Source data

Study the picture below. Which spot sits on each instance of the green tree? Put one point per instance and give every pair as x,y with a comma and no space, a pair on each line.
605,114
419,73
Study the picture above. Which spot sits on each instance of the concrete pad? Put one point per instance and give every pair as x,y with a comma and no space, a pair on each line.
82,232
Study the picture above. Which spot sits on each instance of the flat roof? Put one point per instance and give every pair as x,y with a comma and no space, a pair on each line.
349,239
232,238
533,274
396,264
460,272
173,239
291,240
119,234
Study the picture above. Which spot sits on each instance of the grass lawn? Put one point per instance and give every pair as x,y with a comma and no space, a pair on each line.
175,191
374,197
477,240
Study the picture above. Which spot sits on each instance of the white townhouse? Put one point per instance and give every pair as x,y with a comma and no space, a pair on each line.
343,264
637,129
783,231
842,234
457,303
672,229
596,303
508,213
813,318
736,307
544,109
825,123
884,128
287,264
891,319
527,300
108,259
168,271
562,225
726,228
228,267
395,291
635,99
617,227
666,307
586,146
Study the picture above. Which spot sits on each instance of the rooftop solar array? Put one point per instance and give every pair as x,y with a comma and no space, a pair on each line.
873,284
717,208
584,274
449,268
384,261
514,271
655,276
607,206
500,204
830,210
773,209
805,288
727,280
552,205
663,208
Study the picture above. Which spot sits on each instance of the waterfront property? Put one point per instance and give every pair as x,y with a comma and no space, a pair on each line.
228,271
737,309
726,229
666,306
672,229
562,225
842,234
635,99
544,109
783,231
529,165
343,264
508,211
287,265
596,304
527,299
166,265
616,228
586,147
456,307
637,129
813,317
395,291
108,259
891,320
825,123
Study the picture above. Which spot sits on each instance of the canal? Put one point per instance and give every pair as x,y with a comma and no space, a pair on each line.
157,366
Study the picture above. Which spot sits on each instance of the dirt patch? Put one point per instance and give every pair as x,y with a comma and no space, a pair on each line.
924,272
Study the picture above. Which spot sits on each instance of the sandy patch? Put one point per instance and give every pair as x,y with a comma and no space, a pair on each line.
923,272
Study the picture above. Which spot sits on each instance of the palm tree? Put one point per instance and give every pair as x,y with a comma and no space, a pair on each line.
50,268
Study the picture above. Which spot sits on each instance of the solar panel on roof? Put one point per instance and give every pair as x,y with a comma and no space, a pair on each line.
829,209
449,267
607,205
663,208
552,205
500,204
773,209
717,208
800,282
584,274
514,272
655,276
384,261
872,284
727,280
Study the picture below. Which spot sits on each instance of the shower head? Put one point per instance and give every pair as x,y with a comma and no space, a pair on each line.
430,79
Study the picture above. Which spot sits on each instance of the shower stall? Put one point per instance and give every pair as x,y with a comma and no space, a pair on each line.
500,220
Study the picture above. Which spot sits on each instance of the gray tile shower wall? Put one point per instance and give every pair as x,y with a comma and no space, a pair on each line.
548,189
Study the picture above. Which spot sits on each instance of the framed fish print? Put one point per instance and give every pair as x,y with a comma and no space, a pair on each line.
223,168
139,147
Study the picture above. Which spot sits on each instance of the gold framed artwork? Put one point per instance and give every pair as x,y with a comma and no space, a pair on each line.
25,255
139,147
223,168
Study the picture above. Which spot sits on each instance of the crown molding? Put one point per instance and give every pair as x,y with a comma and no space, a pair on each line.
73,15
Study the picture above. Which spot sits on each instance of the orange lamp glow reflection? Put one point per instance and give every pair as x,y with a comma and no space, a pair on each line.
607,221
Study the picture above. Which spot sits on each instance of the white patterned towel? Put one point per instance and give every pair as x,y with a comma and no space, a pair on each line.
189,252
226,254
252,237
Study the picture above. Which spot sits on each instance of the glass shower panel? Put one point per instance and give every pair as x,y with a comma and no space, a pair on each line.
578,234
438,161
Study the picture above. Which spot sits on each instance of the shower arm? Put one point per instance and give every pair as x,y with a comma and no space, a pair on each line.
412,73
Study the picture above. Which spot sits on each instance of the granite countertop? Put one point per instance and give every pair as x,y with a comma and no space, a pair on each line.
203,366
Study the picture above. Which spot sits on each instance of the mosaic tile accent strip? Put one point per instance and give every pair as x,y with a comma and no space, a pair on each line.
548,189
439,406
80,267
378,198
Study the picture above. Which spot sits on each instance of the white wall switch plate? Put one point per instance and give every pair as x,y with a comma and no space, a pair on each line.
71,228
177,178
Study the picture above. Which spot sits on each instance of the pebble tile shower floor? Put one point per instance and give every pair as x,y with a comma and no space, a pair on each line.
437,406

What you are asked to do: Please repeat the entries above word for word, starting with the line that contains "the white patterned" and going on through the final line of the entries.

Exercise solution:
Study the picture above. Which spot sits on each instance of the white patterned towel? Put one point per instance and give every pair as x,y with a comma and no space, a pair on each line.
189,252
226,254
252,237
Study the picture above. Which spot sits on each instance of the glass shower panel? Put one point per instance and give every pair as x,y with a comma and no space, a pair on each line.
578,234
438,161
Study the picture above. Which spot sits on each instance of the shower arm? Put one point per instance and give every pair as x,y with a comma and no space, a pair on each line.
412,73
Study the picture above. Which spot sits on each instance of the granite countertop? Put one point per instance and give every pair as x,y with a comma and no space, a pair on each line.
203,366
Study the picture above. Which spot sits on each instance of the mosaic tile accent strip? Put one point per instance and give every pair as x,y with a comma and no space, a pair on each line.
548,189
439,406
80,267
378,198
Study the picture above. Which spot sits on each instance of the white wall switch plate? Put one point per instance and give every pair as x,y with a comma and no space, a pair on each line.
71,228
177,178
Study the picture above. Which spot sits on each instance of the pebble tile shower floor? Put one point per instance and give every pair as x,y with a comma and no space, a pair on each line.
437,406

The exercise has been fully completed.